Requirement a -> Edit the part of the records that opens with the line containing "Spot the blue" and closes with the line containing "[(783, 575)]", swapping "sample" for "example" and leaving everything else unchanged.

Page extract ->
((
Badger v. Badger

224 S.W. 41 | Mo. Ct. App. | 1920

On the 26th of March, 1919, plaintiff filed a bill in equity in the circuit court of Bates county against her husband whereby she seeks a decree "for the care, custody, control and management" of their three minor children, and for maintenance and support for herself. She prevailed at the trial and defendant *254 appealed, as to the custody of the children. Support for herself seems not to have been pressed.

It appears that the parties were married in Greeley, Colorado, on the 8th of July, 1904, and that their parents lived there; that they have three children, two girls and one boy, the girls, Mary and Alice, twelve and ten years old respectively, and the boy Robert, eight years old. Robert became afflicted with what is called "diabetis insipidis." He suffered much and was a constant and exacting care to his mother. She despaired of his life and from the mental and physical strain to which she was put in watching over him, together with her other household duties, her strength weakened and her health broke. Physicians pronounced her affliction to be neuresthenia, commonly referred to as nervous prostration.

His business was that of a civil engineer and in the summer of 1915 he obtained employment at Storm Lake, Iowa. Plaintiff and the children followed. Her nervous condition not improving, still despondent over the deplorable condition of the little boy, they took him to Chicago to be placed in charge of specialists, but found no relief. Plaintiff herself was taken to a place in Des Moines, Iowa to a "Retreat," for "rest cure." Before this, one Ethel Colyer, who figures prominently in the case, had been employed by defendant to care for the children and she was left in charge of them while plaintiff was absent. During plaintiff's absence defendant's mother came on a visit from Greeley, and Mrs. Colyer left in a day or two. Some time afterwards his mother took Robert back to Greeley where he stayed with her; she was then a widow.

It appears from testimony in behalf of defendant, and it is doubtless true, that during the time he was at home with her she gave evidence of acute nervous derangement and became abnormal in her concern for the afflicted boy. There was evidence tending to show that she threatened the life of herself and boy. There is much evidence tending to show this, and that her condition was such, at times, to justify one in thinking it *255 inadvisable to leave her alone with the children. Though it should be stated that defendant did frequently absent himself for several days at a time.

At any rate, plaintiff needed rest from the care of the children and they were taken to defendant's mother in Greeley and she went to her father, Mr. Graham, and mother; he being a man of independent living and consequence, residing on a large farm not far away. Here, it is clear, all the evidence considered, she was practically abandoned by defendant and the trial court was justified in finding that he never intended to live with her and had conceived the idea of robbing her of her children and putting them under the tutelage of Mrs. Colyer as "housekeeper."
))
The records ->
((
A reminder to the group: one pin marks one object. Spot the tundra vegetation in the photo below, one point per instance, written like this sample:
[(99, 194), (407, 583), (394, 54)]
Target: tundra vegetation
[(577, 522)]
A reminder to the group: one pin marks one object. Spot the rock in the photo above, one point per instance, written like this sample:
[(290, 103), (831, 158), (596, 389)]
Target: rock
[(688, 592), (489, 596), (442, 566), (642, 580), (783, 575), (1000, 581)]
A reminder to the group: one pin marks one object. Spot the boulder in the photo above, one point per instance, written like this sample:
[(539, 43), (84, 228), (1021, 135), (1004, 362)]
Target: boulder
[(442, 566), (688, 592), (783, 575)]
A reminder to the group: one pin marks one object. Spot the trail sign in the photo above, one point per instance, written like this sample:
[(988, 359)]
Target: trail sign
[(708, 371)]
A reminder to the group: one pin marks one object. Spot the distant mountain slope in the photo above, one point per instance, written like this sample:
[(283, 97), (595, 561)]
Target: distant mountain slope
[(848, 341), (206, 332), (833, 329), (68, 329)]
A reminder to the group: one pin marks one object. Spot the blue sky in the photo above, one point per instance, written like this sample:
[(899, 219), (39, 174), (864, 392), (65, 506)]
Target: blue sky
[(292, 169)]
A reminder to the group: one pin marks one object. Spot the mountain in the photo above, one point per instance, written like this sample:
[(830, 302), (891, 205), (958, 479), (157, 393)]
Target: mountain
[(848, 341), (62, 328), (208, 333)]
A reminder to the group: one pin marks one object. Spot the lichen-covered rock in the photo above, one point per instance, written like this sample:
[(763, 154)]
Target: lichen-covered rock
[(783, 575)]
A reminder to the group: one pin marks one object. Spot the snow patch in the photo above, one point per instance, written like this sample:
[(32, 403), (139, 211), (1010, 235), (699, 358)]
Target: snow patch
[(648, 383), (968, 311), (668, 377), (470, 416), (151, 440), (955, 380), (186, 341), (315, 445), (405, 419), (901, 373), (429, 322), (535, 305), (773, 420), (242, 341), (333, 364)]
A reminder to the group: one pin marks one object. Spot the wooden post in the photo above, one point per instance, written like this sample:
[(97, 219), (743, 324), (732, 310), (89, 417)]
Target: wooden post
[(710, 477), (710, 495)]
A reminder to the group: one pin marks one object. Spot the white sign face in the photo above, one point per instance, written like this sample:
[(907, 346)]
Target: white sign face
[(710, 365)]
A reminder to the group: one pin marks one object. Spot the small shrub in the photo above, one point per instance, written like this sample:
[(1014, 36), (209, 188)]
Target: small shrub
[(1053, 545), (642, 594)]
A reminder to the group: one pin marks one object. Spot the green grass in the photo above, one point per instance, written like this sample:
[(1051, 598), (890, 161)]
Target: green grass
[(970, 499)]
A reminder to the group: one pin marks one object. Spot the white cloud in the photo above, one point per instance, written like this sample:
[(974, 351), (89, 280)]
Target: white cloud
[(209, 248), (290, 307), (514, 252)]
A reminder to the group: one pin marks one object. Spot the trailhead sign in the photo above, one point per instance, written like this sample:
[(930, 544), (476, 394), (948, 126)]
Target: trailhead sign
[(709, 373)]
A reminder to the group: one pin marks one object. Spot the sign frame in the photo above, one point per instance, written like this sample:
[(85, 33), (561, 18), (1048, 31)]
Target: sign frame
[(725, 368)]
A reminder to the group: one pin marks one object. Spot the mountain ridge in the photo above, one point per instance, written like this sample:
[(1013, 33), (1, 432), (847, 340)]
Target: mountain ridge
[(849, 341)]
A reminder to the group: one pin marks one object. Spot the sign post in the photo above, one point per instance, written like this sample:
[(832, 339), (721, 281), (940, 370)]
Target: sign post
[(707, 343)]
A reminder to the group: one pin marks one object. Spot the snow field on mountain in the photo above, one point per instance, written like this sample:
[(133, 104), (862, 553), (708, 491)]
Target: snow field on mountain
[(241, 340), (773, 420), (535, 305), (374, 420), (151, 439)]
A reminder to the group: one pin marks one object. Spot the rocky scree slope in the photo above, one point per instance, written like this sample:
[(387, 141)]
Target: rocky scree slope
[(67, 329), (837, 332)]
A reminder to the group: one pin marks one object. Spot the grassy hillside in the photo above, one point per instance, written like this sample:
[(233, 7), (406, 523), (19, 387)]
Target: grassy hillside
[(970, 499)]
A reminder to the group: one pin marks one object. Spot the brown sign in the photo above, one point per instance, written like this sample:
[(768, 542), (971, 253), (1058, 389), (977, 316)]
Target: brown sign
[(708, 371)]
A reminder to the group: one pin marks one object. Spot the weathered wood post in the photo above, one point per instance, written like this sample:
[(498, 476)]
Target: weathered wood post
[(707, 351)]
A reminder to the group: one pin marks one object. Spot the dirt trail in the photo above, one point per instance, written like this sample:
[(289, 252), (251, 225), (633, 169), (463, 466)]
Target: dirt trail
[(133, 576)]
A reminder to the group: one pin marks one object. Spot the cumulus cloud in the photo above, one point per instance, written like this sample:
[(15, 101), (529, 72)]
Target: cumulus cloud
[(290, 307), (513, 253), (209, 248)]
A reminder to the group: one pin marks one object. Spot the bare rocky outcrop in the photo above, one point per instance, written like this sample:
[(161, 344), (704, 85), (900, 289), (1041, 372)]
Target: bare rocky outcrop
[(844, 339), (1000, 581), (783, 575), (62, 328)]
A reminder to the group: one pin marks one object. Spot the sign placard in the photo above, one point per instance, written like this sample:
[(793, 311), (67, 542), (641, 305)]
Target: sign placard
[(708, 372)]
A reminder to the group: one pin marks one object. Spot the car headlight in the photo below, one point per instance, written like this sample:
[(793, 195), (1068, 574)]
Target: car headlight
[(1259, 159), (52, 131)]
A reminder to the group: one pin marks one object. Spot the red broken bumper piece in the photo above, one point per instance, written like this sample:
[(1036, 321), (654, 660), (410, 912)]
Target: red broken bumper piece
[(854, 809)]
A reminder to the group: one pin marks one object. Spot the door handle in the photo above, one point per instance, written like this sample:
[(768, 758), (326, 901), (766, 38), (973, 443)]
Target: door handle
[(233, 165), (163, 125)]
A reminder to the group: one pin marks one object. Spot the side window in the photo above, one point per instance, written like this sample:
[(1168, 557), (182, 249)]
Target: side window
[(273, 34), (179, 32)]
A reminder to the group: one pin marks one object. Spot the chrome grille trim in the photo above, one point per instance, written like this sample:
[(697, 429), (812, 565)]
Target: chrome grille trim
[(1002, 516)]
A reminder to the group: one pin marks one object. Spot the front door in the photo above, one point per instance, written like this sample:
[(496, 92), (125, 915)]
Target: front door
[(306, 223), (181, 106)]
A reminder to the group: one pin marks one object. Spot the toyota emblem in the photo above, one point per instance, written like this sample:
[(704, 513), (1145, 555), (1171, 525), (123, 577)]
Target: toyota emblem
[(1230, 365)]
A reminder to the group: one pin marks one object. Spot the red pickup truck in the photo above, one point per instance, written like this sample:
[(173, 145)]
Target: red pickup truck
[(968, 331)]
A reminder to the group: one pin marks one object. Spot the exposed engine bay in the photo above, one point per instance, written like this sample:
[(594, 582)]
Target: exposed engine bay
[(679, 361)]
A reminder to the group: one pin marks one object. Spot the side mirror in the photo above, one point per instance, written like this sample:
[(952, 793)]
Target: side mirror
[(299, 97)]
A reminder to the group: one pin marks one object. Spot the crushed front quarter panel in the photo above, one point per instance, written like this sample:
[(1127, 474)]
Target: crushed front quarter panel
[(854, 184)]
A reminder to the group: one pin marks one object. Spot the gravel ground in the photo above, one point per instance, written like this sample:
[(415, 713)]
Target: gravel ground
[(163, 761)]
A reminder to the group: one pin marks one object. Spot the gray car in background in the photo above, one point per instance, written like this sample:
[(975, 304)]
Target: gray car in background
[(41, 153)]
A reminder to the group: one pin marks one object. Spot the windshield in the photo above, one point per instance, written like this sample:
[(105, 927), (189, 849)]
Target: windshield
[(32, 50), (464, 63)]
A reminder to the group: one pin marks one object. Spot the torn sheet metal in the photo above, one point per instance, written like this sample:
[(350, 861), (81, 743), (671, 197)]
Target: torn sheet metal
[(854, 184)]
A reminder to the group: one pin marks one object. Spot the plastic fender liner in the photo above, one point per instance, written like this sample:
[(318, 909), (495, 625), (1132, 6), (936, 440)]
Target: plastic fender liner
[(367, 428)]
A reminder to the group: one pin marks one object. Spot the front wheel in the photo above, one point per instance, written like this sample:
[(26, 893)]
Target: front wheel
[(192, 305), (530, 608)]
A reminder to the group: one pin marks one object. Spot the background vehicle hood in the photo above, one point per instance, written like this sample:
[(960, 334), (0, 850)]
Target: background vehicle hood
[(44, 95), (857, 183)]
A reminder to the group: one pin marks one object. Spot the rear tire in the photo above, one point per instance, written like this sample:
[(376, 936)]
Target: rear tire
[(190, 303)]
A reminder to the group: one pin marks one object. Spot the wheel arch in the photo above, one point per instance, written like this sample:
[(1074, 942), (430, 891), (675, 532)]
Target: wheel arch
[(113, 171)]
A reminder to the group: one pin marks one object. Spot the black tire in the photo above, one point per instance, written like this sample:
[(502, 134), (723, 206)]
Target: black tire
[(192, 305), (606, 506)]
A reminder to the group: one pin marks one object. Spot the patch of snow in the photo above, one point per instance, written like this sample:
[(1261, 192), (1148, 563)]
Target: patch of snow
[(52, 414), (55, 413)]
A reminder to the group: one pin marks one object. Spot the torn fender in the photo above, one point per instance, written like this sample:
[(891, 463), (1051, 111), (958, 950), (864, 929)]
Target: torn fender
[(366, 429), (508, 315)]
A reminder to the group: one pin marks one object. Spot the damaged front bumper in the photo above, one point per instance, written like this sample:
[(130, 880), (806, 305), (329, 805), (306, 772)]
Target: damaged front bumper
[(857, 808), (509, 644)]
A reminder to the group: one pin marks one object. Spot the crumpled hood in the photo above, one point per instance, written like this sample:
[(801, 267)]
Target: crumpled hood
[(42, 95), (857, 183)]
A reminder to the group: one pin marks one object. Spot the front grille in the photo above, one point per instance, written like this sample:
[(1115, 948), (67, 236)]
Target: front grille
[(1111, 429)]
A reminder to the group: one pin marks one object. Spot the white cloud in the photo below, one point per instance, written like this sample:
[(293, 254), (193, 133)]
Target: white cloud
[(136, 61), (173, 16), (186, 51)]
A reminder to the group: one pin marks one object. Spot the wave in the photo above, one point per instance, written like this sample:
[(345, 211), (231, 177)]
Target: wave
))
Requirement b -> From the Badger v. Badger opinion, set down the part that opens with the words containing "On the 26th" and closes with "have been pressed.".

Correct output a ->
A reminder to the group: one pin marks one object. Spot the blue sky in the photo above, one point per instance, written like this example:
[(899, 219), (39, 174), (864, 392), (65, 506)]
Target: blue sky
[(292, 169)]
A reminder to the group: one pin marks one object. Spot the mountain in the photo above, one point per instance, written like this example:
[(830, 302), (891, 205), (958, 479), (157, 393)]
Target: mountain
[(848, 341), (62, 328), (208, 333)]
A reminder to the group: one pin marks one object. Spot the lichen-covered rock in the photo above, one point per instance, written like this example:
[(763, 154)]
Target: lichen-covered rock
[(783, 575)]

Correct output b ->
On the 26th of March, 1919, plaintiff filed a bill in equity in the circuit court of Bates county against her husband whereby she seeks a decree "for the care, custody, control and management" of their three minor children, and for maintenance and support for herself. She prevailed at the trial and defendant *254 appealed, as to the custody of the children. Support for herself seems not to have been pressed.